## Your instructions
Copy the records below line for line, leaving out the pictures.

## Material to process
* * *

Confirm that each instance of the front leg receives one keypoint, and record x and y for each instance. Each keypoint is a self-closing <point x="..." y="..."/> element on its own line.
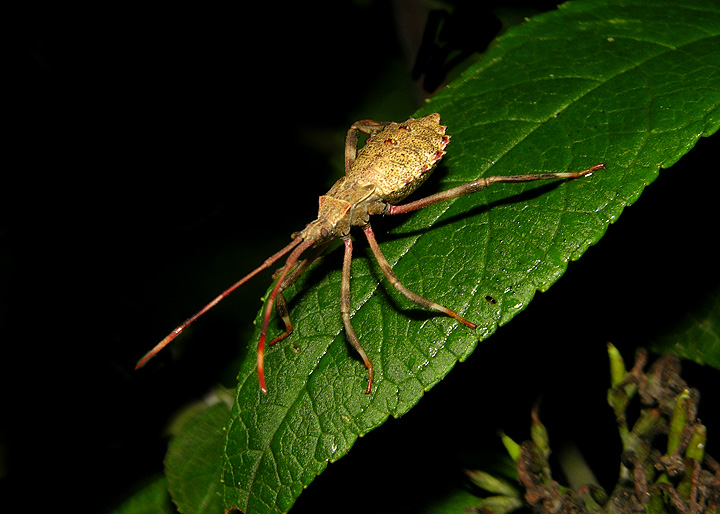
<point x="281" y="307"/>
<point x="366" y="127"/>
<point x="345" y="311"/>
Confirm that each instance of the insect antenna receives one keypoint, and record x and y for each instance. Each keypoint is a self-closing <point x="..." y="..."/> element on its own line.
<point x="291" y="260"/>
<point x="178" y="330"/>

* * *

## Problem solution
Confirm that each instance of the front leg receives one keypoint, and record x and y for each instance. Each keypoint is a self-closing <point x="..." y="..."/> element on its own line.
<point x="281" y="307"/>
<point x="366" y="127"/>
<point x="345" y="311"/>
Confirm that each instance of the insect antenna receives one keypoint, and record x and y for each instance. Each keypoint is a self-closing <point x="..." y="..."/> element on its own line.
<point x="291" y="260"/>
<point x="178" y="330"/>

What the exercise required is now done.